Coordinate annotation records
▶

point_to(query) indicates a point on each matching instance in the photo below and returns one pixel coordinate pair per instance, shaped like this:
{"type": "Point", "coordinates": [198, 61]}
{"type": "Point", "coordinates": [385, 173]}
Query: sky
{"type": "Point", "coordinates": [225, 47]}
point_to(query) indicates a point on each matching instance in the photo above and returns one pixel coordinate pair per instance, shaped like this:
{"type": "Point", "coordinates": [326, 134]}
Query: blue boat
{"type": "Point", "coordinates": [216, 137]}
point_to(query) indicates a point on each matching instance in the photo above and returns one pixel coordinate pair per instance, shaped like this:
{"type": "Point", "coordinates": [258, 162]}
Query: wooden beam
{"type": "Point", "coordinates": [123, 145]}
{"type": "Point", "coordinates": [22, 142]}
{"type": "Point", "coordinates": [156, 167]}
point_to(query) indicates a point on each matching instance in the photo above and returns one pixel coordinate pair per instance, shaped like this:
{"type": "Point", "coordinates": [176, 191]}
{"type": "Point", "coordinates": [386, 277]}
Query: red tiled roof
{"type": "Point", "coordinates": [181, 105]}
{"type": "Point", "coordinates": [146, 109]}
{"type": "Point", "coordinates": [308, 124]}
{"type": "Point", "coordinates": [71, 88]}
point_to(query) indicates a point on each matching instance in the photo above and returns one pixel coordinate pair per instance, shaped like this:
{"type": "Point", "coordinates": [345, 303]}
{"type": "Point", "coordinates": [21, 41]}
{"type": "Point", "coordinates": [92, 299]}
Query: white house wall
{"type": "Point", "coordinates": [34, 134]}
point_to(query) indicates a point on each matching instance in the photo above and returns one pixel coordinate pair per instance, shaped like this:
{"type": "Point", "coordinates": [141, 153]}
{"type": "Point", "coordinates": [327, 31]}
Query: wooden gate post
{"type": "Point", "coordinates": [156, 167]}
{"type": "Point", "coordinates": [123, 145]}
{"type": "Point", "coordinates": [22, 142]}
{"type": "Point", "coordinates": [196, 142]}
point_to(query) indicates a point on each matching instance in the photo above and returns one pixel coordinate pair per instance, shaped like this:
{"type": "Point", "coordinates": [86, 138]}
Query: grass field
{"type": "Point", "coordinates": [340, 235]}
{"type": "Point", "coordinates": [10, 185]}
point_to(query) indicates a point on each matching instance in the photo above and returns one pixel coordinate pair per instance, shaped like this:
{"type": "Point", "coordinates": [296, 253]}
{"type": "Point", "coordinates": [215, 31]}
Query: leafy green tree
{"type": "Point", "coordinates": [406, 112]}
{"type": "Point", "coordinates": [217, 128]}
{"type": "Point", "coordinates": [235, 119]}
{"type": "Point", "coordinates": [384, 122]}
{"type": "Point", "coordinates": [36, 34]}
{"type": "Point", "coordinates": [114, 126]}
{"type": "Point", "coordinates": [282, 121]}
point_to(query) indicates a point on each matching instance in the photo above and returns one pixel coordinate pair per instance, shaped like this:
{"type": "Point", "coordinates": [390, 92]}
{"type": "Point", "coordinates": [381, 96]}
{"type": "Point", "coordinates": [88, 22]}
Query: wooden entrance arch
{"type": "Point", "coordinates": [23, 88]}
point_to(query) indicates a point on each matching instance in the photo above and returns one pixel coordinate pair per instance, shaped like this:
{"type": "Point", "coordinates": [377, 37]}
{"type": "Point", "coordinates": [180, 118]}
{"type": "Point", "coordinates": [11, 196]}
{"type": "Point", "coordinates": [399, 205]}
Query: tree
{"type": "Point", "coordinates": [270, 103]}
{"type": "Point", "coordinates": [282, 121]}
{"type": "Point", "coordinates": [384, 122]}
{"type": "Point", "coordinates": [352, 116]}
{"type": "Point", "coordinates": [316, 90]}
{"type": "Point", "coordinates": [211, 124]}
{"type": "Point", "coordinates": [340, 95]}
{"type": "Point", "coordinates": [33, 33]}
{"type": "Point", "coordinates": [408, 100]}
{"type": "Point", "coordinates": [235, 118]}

◀

### Task details
Each line of the material above must be retyped precisely.

### Written answer
point_to(query) indicates a point on each matching instance in the photo below and returns one pixel coordinate pair per instance, shaped like this:
{"type": "Point", "coordinates": [198, 61]}
{"type": "Point", "coordinates": [385, 173]}
Query: sky
{"type": "Point", "coordinates": [225, 47]}
point_to(query) indicates a point on each matching instance in the photo above and returns one pixel coordinate pair per instance, shaped like this:
{"type": "Point", "coordinates": [326, 134]}
Query: blue boat
{"type": "Point", "coordinates": [216, 137]}
point_to(query) indicates a point on each matching instance in the photo above and returns one pixel coordinate pair per instance, shaped like this:
{"type": "Point", "coordinates": [258, 162]}
Query: wooden beam
{"type": "Point", "coordinates": [123, 145]}
{"type": "Point", "coordinates": [22, 142]}
{"type": "Point", "coordinates": [156, 167]}
point_to(query) indicates a point on each matching instance in the photo above and returns one pixel coordinate pair per instance, shaped like this:
{"type": "Point", "coordinates": [176, 191]}
{"type": "Point", "coordinates": [386, 277]}
Query: red tiled roof
{"type": "Point", "coordinates": [181, 105]}
{"type": "Point", "coordinates": [146, 109]}
{"type": "Point", "coordinates": [308, 124]}
{"type": "Point", "coordinates": [71, 88]}
point_to(query) indicates a point on each matching instance in the photo above and returns one pixel coordinate pair per instance, shaped like this:
{"type": "Point", "coordinates": [345, 303]}
{"type": "Point", "coordinates": [21, 41]}
{"type": "Point", "coordinates": [92, 299]}
Query: white house wall
{"type": "Point", "coordinates": [34, 134]}
point_to(query) indicates a point on each matching instance in the photo above and returns one pixel coordinate pair per instance, shaped like this:
{"type": "Point", "coordinates": [141, 153]}
{"type": "Point", "coordinates": [327, 31]}
Query: wooden gate post
{"type": "Point", "coordinates": [156, 167]}
{"type": "Point", "coordinates": [123, 145]}
{"type": "Point", "coordinates": [22, 142]}
{"type": "Point", "coordinates": [196, 142]}
point_to(query) indicates a point on each matching instance in the photo above and returns one pixel coordinate pair per instance, shaped like this:
{"type": "Point", "coordinates": [86, 138]}
Query: grass field
{"type": "Point", "coordinates": [340, 235]}
{"type": "Point", "coordinates": [10, 185]}
point_to(query) indicates a point on each matching instance in the photo above and returns one pixel coordinate pair per instance, shaped like this:
{"type": "Point", "coordinates": [296, 253]}
{"type": "Point", "coordinates": [215, 31]}
Query: leafy green tree
{"type": "Point", "coordinates": [406, 112]}
{"type": "Point", "coordinates": [217, 128]}
{"type": "Point", "coordinates": [235, 119]}
{"type": "Point", "coordinates": [384, 122]}
{"type": "Point", "coordinates": [36, 34]}
{"type": "Point", "coordinates": [114, 126]}
{"type": "Point", "coordinates": [282, 121]}
point_to(query) indicates a point on each matching instance in the photo above and returns one pixel coordinate pair per instance, shaped like this:
{"type": "Point", "coordinates": [390, 92]}
{"type": "Point", "coordinates": [381, 96]}
{"type": "Point", "coordinates": [88, 22]}
Query: wooden entrance arch
{"type": "Point", "coordinates": [23, 88]}
point_to(query) indicates a point on each matching instance in the photo above and returns one pixel coordinate pair per instance, shaped like this:
{"type": "Point", "coordinates": [377, 37]}
{"type": "Point", "coordinates": [180, 118]}
{"type": "Point", "coordinates": [11, 196]}
{"type": "Point", "coordinates": [399, 205]}
Query: tree
{"type": "Point", "coordinates": [270, 103]}
{"type": "Point", "coordinates": [282, 121]}
{"type": "Point", "coordinates": [384, 122]}
{"type": "Point", "coordinates": [352, 116]}
{"type": "Point", "coordinates": [316, 90]}
{"type": "Point", "coordinates": [211, 124]}
{"type": "Point", "coordinates": [340, 95]}
{"type": "Point", "coordinates": [33, 33]}
{"type": "Point", "coordinates": [408, 100]}
{"type": "Point", "coordinates": [235, 118]}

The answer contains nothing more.